[Mask labeling examples]
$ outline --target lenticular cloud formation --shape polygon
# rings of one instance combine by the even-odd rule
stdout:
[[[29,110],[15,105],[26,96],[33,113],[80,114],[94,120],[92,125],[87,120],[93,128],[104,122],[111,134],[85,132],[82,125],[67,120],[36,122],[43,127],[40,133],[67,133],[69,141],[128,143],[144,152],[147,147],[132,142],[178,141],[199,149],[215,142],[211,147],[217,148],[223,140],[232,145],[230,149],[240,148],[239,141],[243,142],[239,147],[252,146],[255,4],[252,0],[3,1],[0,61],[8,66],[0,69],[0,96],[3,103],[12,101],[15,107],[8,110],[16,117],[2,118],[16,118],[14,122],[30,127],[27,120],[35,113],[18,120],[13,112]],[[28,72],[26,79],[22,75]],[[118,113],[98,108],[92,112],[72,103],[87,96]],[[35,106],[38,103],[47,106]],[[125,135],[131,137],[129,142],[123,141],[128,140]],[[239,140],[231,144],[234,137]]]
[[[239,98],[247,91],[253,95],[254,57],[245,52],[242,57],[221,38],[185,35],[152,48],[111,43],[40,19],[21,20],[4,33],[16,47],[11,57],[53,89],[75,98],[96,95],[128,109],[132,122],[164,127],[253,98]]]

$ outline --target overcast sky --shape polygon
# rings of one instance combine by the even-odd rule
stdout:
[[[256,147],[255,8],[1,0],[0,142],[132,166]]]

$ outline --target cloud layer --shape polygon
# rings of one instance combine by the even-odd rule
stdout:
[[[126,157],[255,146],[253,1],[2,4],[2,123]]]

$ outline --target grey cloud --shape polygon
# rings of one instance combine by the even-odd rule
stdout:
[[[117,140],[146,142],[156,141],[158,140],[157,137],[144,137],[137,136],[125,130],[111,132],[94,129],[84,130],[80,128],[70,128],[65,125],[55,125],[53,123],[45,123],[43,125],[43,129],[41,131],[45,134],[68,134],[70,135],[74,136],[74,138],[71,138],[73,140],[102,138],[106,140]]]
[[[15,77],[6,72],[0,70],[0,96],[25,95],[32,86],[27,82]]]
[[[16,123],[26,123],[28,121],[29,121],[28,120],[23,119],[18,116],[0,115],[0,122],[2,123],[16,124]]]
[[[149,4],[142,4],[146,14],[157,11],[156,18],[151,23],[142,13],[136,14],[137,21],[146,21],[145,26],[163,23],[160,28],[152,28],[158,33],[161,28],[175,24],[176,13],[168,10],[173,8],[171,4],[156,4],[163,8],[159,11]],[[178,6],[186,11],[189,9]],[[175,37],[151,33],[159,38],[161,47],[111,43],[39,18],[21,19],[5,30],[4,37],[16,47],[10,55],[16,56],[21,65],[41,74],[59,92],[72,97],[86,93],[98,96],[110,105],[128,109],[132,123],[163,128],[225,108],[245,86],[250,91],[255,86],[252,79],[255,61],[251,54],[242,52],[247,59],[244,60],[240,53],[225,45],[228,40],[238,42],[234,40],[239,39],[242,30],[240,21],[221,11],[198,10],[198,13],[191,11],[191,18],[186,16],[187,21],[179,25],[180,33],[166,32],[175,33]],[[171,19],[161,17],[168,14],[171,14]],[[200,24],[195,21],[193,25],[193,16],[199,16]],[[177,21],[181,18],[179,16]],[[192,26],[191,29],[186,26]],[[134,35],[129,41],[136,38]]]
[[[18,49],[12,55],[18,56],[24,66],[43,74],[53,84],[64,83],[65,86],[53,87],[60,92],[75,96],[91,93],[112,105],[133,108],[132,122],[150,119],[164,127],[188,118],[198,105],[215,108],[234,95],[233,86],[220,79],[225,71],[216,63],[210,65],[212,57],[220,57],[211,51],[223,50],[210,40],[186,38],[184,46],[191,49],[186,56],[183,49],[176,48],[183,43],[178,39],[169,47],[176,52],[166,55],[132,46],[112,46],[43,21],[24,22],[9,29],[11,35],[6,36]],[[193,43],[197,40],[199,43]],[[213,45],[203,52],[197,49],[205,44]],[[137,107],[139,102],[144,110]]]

--

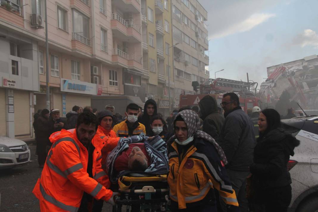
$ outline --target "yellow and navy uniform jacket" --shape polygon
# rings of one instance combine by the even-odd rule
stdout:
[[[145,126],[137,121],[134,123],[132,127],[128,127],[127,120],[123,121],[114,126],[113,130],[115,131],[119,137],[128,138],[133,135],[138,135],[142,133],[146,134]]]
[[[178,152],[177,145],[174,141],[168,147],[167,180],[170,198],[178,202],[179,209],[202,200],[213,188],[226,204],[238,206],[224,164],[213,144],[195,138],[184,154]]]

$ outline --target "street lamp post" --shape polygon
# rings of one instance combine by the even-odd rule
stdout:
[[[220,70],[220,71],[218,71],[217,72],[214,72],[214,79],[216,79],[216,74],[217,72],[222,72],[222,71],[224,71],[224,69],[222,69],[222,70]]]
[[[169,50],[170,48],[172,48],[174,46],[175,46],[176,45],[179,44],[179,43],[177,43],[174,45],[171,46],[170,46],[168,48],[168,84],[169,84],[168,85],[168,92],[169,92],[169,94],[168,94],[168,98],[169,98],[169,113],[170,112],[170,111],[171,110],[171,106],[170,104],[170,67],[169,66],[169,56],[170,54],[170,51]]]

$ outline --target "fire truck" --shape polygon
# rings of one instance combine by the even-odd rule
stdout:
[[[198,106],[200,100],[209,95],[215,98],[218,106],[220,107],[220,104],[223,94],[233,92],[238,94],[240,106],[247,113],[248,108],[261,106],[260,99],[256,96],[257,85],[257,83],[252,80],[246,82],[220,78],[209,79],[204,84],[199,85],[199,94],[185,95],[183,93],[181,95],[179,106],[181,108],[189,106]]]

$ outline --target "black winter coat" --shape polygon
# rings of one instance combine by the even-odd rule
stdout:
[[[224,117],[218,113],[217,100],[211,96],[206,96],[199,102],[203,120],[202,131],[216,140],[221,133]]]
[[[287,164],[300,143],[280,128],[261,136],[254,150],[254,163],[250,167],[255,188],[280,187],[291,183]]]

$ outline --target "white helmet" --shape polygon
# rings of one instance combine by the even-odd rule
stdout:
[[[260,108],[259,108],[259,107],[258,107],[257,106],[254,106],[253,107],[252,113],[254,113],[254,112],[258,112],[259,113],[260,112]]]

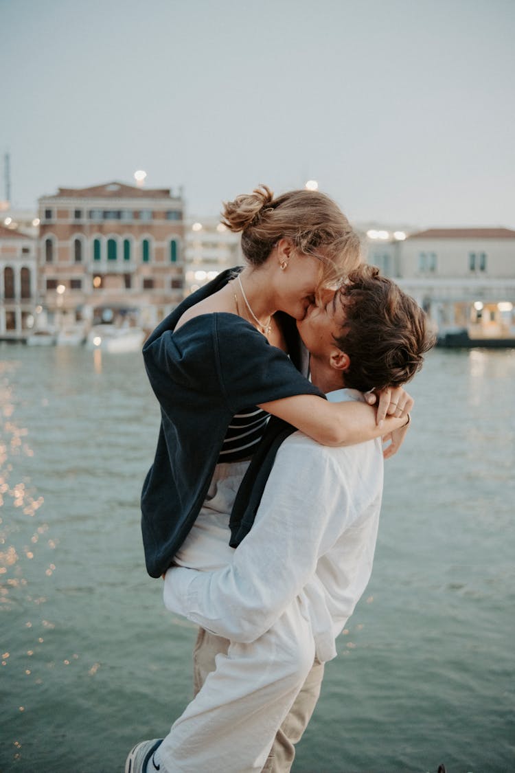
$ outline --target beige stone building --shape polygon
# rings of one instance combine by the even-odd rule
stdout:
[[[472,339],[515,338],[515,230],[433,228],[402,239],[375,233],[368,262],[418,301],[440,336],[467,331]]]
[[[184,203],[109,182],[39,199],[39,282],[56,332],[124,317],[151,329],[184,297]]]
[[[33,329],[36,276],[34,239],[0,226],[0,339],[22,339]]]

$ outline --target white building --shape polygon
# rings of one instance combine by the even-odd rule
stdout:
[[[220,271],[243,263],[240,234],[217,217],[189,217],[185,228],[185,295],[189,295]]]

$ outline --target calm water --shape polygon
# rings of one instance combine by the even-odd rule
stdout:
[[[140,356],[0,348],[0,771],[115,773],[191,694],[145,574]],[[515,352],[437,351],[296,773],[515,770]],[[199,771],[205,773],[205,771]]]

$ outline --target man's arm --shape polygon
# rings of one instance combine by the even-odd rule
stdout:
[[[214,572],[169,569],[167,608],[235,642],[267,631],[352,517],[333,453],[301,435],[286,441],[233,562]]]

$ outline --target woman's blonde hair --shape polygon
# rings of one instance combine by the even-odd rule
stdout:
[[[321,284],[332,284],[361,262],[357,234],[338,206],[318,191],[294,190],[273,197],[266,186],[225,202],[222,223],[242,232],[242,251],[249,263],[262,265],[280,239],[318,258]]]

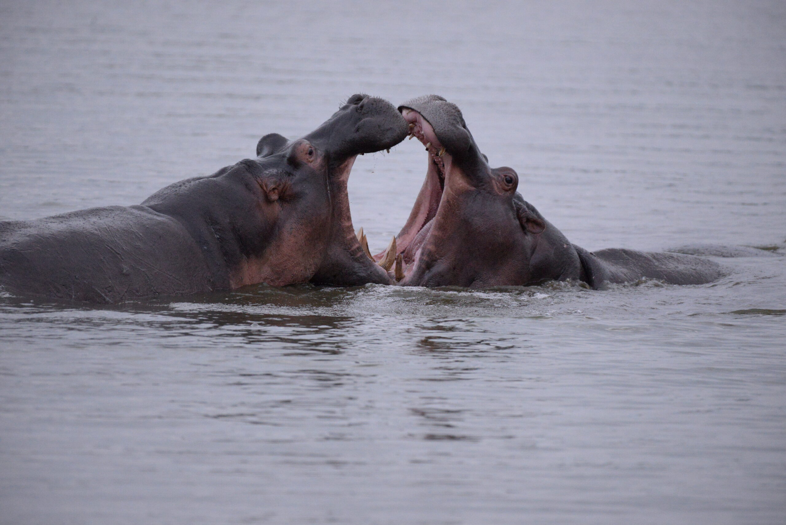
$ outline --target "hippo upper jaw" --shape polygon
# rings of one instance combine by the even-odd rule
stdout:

* * *

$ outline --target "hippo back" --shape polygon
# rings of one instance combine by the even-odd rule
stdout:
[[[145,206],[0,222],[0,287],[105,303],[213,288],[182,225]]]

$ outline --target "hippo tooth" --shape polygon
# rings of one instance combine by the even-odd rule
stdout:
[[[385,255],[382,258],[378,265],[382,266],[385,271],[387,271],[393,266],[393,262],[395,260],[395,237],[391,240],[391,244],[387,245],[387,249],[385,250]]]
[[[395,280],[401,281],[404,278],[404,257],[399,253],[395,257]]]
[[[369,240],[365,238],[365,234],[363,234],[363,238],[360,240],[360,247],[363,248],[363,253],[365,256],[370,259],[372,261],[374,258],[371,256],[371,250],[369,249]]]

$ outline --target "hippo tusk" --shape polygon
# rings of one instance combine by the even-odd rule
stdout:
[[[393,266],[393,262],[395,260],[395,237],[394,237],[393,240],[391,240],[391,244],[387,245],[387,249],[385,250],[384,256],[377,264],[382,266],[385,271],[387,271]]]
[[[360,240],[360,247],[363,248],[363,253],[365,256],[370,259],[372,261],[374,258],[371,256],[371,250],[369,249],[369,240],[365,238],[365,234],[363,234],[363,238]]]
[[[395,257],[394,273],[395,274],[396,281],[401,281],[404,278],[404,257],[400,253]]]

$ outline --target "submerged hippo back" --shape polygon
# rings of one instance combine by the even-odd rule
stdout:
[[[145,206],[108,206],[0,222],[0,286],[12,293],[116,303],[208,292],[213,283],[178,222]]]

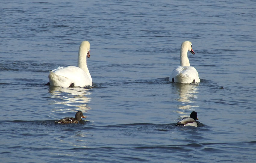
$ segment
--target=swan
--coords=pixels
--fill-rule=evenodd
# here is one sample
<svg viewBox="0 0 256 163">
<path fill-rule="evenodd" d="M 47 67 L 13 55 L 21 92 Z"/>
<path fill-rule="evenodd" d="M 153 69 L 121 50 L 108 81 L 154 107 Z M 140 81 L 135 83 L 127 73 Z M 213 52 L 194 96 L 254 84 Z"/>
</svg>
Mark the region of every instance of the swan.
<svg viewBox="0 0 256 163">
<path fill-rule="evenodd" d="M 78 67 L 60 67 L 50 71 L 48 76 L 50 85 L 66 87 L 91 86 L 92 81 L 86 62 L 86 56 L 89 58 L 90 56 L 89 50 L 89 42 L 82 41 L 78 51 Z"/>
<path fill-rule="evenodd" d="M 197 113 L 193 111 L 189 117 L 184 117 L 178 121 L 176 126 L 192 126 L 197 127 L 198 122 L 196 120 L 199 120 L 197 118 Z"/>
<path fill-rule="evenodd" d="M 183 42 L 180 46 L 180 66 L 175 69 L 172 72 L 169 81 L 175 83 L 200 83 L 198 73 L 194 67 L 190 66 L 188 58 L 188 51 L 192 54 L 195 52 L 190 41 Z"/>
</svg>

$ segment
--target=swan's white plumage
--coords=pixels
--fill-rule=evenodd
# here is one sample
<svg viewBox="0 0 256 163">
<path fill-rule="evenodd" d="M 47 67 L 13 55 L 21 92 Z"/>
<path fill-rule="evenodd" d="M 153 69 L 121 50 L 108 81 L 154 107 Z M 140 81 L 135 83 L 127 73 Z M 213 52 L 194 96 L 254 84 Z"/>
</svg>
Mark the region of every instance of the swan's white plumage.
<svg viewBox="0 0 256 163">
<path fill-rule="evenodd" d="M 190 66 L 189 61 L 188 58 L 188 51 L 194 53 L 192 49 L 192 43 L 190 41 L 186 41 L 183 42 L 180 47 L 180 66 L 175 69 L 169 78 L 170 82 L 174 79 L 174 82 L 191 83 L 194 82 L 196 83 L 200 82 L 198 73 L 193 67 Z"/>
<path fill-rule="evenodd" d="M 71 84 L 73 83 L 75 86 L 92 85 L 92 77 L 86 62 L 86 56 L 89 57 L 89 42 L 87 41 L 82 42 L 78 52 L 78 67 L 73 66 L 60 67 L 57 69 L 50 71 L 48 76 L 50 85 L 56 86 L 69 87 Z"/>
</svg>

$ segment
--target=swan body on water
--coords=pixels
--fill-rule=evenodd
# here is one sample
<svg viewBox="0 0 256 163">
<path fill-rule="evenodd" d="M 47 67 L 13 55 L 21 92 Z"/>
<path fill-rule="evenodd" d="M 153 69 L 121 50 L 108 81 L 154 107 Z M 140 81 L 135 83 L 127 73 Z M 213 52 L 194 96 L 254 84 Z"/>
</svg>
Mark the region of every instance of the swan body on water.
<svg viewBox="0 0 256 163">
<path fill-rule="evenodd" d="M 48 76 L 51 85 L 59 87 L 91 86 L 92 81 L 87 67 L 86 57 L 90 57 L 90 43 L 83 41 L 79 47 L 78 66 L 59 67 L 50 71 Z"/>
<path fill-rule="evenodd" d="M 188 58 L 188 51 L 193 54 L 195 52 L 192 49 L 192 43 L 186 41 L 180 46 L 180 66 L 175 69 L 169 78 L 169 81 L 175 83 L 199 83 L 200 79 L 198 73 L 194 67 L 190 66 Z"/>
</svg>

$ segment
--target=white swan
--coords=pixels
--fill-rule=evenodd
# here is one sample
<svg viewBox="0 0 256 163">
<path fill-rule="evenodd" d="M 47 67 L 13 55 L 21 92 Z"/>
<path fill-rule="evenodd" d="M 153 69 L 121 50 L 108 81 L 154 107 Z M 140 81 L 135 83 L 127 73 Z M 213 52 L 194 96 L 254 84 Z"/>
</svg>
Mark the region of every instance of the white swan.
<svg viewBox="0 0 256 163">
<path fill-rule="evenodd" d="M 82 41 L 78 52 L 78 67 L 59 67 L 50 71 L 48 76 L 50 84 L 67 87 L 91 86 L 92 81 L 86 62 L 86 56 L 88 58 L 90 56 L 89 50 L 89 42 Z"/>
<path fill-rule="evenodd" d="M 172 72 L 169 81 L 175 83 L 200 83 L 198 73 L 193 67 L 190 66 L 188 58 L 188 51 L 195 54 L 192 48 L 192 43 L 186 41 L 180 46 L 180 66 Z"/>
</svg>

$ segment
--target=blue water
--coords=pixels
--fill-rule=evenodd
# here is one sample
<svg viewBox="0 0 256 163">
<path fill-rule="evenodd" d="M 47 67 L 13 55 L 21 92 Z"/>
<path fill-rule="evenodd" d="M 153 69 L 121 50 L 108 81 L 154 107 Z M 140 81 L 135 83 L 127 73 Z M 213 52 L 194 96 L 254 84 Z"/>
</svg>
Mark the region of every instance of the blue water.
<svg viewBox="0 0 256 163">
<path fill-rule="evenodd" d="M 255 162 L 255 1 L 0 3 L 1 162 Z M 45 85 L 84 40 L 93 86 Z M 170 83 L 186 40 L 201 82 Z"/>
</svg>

● **INSTRUCTION**
Copy out the lines of the listing word for word, starting at the line containing "formation --shape polygon" and ending at the line containing "[[[126,157],[255,146],[253,1],[2,4],[2,123]]]".

● **FINAL RESULT**
$ outline --target lenticular cloud formation --shape polygon
# rings of one instance combine by the even-odd rule
stdout:
[[[29,110],[15,105],[26,96],[33,113],[80,114],[94,120],[92,125],[87,120],[93,128],[104,122],[111,134],[85,132],[82,125],[67,120],[36,122],[43,127],[40,133],[67,133],[69,141],[128,143],[144,152],[147,147],[132,142],[178,141],[199,149],[215,142],[211,147],[217,148],[223,140],[232,145],[230,149],[240,148],[239,141],[243,142],[239,147],[252,146],[255,4],[252,0],[3,1],[0,61],[8,66],[0,69],[0,96],[3,103],[12,101],[15,107],[8,110],[16,117],[2,118],[16,118],[14,122],[30,127],[27,120],[35,113],[18,120],[13,112]],[[28,72],[26,79],[22,75]],[[118,113],[98,108],[92,112],[72,103],[87,96]],[[35,106],[38,103],[47,106]],[[125,135],[131,137],[129,142],[123,141],[128,140]],[[239,140],[231,144],[234,137]]]
[[[239,98],[247,91],[253,95],[254,57],[245,52],[242,57],[221,38],[185,35],[152,48],[111,43],[40,19],[21,20],[4,33],[16,47],[11,57],[53,89],[75,98],[96,95],[128,109],[132,122],[164,127],[253,98]]]

$ outline --target overcast sky --shape polygon
# rings of one instance combine by the even-odd rule
stdout:
[[[256,147],[255,8],[1,0],[0,142],[132,166]]]

$ outline --target cloud layer --shape polygon
# rings of one instance combine by the even-odd rule
stdout:
[[[126,157],[255,146],[253,1],[2,4],[2,123]]]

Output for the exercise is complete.